---------- Excerpt to read
VC-1 Data Structures
Part of Understanding VC-1
This page is a discussion of the various data structures and constant enumerations employed in the SMPTE Reference Decoder (SRD) VC-1 reference implementation. These are mostly found in the file vc1types.h.
Macroblocks, Blocks, and Sub-blocks
A macroblock embodies a 16x16 block of pixels in a YUV 4:2:0 colorspace. A macroblock consists of 6 blocks: 4 8x8 Y blocks, 1 U block, and 1 V block. Further, these blocks maybe divided into sub-blocks of sizes 8x4, 4x8, or 4x4.
Intra Block
An intra block data structure requires the following information:
- number of non-zero AC coefficients
- quantized DC coefficient for prediction
- 7 quantized AC coefficients along the top row of the block, used for prediction
- 7 quantized AC coefficients along the left side of the block, used for prediction
- 16 samples representing the bottom 2 8-pixel rows of the block, maintained for overlap smoothing filters
Motion Vector
This is the information maintained for an individual motion vector:
- X offset
- Y offset
- a flag indicating whether the vector pertains to the top or bottom field of interlaced video
The (X, Y) vector is relative to the top-left coordinate of a block. The fractional pel resolution of the vectors depends on the motion vector coding mode.
Motion
This structure encapsulates motion vectors along with mode information.
--------------------
---------- Supplied entries
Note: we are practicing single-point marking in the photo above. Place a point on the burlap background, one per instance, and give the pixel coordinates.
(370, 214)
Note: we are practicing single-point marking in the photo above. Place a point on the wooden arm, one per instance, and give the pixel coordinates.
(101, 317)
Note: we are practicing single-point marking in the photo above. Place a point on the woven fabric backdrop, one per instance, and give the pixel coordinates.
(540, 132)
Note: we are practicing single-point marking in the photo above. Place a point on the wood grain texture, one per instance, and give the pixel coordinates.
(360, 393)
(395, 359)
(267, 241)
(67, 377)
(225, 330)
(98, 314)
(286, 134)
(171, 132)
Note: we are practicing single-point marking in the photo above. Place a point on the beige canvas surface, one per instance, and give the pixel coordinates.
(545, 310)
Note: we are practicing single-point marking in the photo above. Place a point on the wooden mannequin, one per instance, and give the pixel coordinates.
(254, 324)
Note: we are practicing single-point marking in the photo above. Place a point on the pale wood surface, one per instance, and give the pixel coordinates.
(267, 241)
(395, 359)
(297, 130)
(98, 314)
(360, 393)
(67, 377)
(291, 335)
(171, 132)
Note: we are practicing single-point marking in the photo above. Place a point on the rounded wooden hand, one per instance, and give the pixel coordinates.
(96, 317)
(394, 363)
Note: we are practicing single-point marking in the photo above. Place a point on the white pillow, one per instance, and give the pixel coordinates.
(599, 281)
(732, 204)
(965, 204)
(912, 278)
--------------------
---------- Supplied entries
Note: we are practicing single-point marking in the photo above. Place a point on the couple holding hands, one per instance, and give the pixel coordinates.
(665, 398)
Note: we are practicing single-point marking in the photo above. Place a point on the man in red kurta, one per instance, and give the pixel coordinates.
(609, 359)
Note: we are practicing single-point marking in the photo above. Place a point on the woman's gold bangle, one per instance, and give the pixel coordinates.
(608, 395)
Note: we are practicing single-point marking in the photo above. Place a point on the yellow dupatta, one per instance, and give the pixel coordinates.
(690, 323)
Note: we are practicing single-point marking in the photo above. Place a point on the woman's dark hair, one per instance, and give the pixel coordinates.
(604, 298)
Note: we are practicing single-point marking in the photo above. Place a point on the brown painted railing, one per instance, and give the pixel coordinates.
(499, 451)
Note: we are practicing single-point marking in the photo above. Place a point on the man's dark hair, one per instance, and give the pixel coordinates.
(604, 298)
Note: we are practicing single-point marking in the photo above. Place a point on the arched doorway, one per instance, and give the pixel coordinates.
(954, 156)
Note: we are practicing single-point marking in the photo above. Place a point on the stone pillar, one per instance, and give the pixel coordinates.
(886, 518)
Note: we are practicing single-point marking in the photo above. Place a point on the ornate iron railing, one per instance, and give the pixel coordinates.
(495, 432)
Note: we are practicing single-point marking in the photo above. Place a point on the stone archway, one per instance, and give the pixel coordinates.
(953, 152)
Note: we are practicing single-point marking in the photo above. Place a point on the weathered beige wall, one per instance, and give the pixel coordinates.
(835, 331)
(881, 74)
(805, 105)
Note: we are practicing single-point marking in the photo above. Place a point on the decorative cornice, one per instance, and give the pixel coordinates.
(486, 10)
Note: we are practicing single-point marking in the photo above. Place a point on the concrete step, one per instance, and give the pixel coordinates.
--------------------
- _To do_
(a) According to the VC-1 data structures page, what information does an intra block data structure require? List every item.
(b) Write the next part of the VC-1 data structures page, starting right after its final sentence.

- _The replies_
(a)
- number of non-zero AC coefficients
- quantized DC coefficient for prediction
- 7 quantized AC coefficients along the top row of the block, used for prediction
- 7 quantized AC coefficients along the left side of the block, used for prediction
- 16 samples representing the bottom 2 8-pixel rows of the block, maintained for overlap smoothing filters

(b)
- prediction mode, as enumerated in Hybrid Prediction Modes
- motion vector data structure
- differential motion vector data structure, represented in quarter-pel units
The SRD contains the following not accompanying this data structure:
/* * If Two Reference Images (NUMREF=1) then: * Y=2*(YValue)+PredFlag * PredFlag: 0=dominant 1=non-dominant */
Motion Vector History
This data structure consists of an array of 4 motion vector data structures which stores the motion vector history for 4 Y blocks, used for direct mode.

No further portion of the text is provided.